EXERCISE: In the faculty profile below, translate this sentence into Spanish: "Recently, Dr. Lee has been involved in engineering tissues, including blood vessels, kidney, cartilage, bone, muscle and liver."

PASSAGE FOR REVIEW:
════════════════════

Sang Jin Lee, Ph.D.
Instructor

SHORT BIOGRAPHIC SKETCH: Dr. Sang Jin Lee was born and raised in Korea. He received his Ph.D. in Chemical Engineering at Hanyang University, Korea, in 2003 and took a postdoctoral fellowship in the Laboratories for Tissue Engineering and Cellular Therapeutics at Children’s Hospital Boston and the Institute for Regenerative Medicine at Wake Forest University Health Sciences where he is currently a faculty member.

SYNOPSIS OF AREA OF INTEREST: Fabrication and development of biomaterials including natural and synthetic origins; cell-biomaterial interactions; surface modification; drug and protein delivery systems.
DETAILED AREA OF INTEREST: Biomaterials have played an enormous role in virtually every application in tissue engineering and regenerative medicine that support engineered tissues until repairing the function and structural maintenance. Dr. Lee is working on fabrication and development of three-dimensional biomaterials for every tissue engineered construct. He is particularly interested in the target specific scaffold (TSS) for controlled cell differentiation in vivo. TSS project is based on stem cell recruitment into the implanted biomaterials. Almost every tissue in the body contains some type of stem or progenitor cell, including bone marrow, circulating blood, skin, fat, muscle, brain, heart and liver. If it is possible to recruit the cells with multilineage potential into a biomaterial, then it may be possible to enrich the infiltrate with such cell types and control their fate, provided the proper substrate-medicated signaling can be imparted into the biomaterial. If we can delineate the putative mechanisms for these events and build them into a new class of biomaterials, the potential for such a paradigm shift in regenerative medicine may emerge. Recently, Dr. Lee has been involved in engineering tissues, including blood vessels, kidney, cartilage, bone, muscle and liver.

PUBLICATIONS:
Lee SJ, Yoo JJ, Lim G, Atala A, and Stitzel J. In vitro evaluation of electrospun nanofiber scaffolds for vascular graft application. J. Biomed Mater Res A 2006;in press.

Lee SJ, Lim G, Lee J-W, Atala A, and Yoo JJ. In vitro evaluation of a poly(lactide-co-glycolide)-collagen composite scaffold for bone regeneration. Biomaterials 2006;27(18):3466.

Stitzel JD, Liu J, Lee SJ, Komura M, Berry J, Soker S, Lim G, van Dyke M, Czerw R, Yoo JJ, and Atala A. Controlled fabrication of a biological vascular substitute. Biomaterials 2006;27(7):1088.

Lee SJ, Choi JS, Park KS, Khang G, Lee YM, and Lee HB. Surface roughness on MG63 osteoblast-like cells to the polycarbonate membrane surfaces with different micropore sizes. Biomaterials 2004;25(19):4699.

════════════════════

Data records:
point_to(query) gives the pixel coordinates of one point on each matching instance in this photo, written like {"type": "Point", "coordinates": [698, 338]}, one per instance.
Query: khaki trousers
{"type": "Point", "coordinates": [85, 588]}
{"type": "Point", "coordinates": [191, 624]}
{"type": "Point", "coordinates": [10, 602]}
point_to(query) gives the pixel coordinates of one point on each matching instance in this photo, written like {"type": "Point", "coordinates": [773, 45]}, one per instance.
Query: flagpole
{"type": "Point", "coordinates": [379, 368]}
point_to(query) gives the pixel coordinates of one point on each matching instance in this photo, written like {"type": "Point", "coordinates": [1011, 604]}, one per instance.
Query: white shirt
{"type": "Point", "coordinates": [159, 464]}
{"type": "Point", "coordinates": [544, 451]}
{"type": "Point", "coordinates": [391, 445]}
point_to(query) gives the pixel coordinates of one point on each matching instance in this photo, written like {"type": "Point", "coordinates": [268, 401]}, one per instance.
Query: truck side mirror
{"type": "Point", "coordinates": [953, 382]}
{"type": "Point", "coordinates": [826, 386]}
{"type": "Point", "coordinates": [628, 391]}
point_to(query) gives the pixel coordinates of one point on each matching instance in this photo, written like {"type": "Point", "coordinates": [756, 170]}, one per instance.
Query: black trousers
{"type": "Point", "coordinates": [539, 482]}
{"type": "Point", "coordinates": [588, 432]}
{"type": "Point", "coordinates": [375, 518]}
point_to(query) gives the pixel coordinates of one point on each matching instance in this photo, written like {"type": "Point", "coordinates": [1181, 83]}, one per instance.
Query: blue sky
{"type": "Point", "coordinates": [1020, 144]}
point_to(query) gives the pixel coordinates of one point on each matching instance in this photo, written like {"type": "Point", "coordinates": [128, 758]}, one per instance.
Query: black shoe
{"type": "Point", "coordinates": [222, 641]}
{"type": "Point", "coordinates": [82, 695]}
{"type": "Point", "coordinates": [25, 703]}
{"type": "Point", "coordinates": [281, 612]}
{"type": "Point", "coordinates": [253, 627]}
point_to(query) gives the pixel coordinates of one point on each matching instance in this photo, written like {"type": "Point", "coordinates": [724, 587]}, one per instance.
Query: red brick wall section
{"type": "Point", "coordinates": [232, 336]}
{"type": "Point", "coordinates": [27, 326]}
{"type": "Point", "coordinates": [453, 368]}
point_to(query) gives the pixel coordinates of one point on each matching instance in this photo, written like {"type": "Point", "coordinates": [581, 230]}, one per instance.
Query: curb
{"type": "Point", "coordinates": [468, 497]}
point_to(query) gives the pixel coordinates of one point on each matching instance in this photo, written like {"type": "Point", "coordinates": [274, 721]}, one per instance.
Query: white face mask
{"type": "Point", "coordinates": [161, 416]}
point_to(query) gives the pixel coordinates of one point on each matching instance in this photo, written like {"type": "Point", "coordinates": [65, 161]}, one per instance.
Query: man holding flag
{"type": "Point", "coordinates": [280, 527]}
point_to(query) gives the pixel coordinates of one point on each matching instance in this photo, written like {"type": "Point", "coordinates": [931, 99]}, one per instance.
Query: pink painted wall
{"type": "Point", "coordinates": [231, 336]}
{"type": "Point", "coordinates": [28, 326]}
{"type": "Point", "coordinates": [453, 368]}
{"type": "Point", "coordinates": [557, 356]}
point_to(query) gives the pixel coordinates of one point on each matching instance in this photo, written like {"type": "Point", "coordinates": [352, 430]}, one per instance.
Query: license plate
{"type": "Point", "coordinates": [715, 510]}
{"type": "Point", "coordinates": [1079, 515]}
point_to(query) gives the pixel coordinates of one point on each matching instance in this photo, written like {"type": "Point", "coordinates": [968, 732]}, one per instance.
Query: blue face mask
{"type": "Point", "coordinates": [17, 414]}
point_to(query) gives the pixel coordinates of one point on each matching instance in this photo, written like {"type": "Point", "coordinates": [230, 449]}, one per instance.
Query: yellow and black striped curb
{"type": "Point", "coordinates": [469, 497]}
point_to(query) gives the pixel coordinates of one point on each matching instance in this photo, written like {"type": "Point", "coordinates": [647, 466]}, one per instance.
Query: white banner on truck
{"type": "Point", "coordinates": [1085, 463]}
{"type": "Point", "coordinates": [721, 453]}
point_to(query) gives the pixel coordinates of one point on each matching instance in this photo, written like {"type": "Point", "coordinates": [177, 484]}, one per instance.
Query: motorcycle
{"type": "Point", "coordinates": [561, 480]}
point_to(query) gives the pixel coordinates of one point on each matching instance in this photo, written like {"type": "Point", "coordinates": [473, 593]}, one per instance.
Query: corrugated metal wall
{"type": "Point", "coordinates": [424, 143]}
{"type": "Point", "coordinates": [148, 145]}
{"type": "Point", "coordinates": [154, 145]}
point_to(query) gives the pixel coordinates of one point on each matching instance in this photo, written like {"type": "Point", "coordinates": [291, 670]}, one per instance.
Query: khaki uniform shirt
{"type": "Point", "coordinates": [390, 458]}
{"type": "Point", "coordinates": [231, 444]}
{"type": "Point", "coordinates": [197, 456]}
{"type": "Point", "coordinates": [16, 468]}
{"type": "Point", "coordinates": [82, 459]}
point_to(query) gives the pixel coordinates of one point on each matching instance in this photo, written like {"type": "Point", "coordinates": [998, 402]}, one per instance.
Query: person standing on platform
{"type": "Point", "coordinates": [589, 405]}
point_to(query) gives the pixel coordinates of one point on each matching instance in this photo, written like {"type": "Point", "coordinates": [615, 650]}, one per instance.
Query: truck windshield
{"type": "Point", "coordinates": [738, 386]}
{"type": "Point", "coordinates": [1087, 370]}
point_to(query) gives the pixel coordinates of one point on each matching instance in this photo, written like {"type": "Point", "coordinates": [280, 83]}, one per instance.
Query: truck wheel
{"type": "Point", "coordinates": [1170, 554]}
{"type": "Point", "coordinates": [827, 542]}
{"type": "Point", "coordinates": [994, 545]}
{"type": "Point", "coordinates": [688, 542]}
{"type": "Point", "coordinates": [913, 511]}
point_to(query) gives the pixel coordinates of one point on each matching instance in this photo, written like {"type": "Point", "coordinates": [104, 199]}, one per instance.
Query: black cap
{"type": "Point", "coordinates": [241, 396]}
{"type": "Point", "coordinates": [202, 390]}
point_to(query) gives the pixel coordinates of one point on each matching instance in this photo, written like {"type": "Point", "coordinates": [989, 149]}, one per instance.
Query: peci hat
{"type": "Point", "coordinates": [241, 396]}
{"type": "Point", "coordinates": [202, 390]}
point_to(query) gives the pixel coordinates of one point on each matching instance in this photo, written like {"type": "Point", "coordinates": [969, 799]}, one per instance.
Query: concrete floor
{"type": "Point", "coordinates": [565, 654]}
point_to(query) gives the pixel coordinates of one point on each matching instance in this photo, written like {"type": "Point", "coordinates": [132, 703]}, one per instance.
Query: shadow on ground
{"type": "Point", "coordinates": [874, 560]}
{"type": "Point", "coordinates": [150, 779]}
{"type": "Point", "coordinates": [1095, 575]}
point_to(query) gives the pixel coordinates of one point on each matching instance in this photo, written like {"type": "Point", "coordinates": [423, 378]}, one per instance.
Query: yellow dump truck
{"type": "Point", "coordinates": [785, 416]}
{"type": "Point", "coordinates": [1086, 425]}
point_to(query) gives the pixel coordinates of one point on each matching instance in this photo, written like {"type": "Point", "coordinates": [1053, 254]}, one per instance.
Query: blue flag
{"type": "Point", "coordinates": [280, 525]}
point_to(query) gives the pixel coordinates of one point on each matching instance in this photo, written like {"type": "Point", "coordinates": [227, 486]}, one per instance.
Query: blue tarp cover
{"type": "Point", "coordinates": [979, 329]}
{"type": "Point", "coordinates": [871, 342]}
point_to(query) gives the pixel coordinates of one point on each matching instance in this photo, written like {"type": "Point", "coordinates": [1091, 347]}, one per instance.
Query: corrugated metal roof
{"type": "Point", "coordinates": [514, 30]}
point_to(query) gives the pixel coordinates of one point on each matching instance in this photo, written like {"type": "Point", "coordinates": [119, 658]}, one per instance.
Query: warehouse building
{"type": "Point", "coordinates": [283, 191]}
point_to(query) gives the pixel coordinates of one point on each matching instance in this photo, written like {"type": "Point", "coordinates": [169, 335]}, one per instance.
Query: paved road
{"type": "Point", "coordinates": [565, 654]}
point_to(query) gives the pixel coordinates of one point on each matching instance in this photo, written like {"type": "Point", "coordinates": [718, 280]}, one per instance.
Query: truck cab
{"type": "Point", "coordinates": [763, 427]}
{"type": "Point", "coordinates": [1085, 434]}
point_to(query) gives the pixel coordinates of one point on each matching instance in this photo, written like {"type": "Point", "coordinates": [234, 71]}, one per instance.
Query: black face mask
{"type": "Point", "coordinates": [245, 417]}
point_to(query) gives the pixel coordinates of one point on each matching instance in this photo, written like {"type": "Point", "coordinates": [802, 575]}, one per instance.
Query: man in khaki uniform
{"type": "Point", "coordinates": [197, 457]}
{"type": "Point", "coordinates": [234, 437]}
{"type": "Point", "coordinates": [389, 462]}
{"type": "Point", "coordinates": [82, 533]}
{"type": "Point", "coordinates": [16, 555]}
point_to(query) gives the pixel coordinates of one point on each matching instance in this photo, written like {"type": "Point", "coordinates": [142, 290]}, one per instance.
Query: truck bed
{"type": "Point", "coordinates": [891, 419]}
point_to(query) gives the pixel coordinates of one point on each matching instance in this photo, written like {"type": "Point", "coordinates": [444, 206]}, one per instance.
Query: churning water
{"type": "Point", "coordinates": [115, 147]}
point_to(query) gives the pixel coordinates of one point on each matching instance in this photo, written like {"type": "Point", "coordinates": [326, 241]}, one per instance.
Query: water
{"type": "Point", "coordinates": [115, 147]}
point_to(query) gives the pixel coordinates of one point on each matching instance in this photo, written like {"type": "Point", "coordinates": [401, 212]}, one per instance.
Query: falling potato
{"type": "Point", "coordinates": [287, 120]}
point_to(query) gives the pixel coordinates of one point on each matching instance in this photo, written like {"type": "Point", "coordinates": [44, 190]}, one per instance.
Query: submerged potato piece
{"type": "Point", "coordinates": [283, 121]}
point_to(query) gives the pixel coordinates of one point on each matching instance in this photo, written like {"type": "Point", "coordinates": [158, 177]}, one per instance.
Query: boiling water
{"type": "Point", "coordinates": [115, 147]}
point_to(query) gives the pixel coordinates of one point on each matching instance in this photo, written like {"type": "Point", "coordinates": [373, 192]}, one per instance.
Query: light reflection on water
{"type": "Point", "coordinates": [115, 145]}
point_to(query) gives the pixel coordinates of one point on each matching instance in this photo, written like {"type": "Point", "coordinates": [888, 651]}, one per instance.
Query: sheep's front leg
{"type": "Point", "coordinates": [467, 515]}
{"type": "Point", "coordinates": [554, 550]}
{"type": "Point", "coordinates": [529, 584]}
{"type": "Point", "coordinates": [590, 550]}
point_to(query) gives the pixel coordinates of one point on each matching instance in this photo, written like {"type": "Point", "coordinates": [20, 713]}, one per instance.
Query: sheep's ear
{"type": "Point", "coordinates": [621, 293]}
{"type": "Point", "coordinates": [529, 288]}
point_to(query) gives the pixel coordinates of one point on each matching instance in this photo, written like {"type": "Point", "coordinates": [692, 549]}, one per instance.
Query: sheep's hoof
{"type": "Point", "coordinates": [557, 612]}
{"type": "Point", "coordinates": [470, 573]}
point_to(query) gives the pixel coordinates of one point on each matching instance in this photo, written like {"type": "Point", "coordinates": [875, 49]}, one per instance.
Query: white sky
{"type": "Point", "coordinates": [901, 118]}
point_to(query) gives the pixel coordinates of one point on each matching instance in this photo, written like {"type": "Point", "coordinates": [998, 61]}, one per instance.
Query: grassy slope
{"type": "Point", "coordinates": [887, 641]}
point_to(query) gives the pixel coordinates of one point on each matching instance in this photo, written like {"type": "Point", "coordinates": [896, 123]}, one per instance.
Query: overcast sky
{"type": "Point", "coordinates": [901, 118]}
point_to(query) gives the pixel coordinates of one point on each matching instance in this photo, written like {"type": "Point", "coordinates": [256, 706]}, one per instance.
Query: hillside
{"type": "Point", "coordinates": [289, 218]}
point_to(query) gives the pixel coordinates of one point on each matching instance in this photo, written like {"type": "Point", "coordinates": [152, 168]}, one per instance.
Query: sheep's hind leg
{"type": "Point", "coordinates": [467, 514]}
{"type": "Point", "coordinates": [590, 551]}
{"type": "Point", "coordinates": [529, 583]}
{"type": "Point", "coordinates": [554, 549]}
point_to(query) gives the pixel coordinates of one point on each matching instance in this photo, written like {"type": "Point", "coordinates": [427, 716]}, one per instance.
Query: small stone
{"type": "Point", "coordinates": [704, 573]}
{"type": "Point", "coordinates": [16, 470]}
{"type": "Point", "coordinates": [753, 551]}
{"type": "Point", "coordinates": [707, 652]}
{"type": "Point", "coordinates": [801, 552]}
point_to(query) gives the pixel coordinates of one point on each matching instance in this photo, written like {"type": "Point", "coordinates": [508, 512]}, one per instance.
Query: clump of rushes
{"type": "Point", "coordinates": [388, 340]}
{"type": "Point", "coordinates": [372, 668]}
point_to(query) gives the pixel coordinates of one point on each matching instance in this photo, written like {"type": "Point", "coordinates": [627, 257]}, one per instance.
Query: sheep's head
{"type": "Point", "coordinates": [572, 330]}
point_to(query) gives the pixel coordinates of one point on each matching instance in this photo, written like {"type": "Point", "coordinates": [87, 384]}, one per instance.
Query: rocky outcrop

════════════════════

RESULT: Recientemente, el Dr. Lee ha participado en la ingeniería de tejidos, incluidos vasos sanguíneos, riñón, cartílago, hueso, músculo e hígado.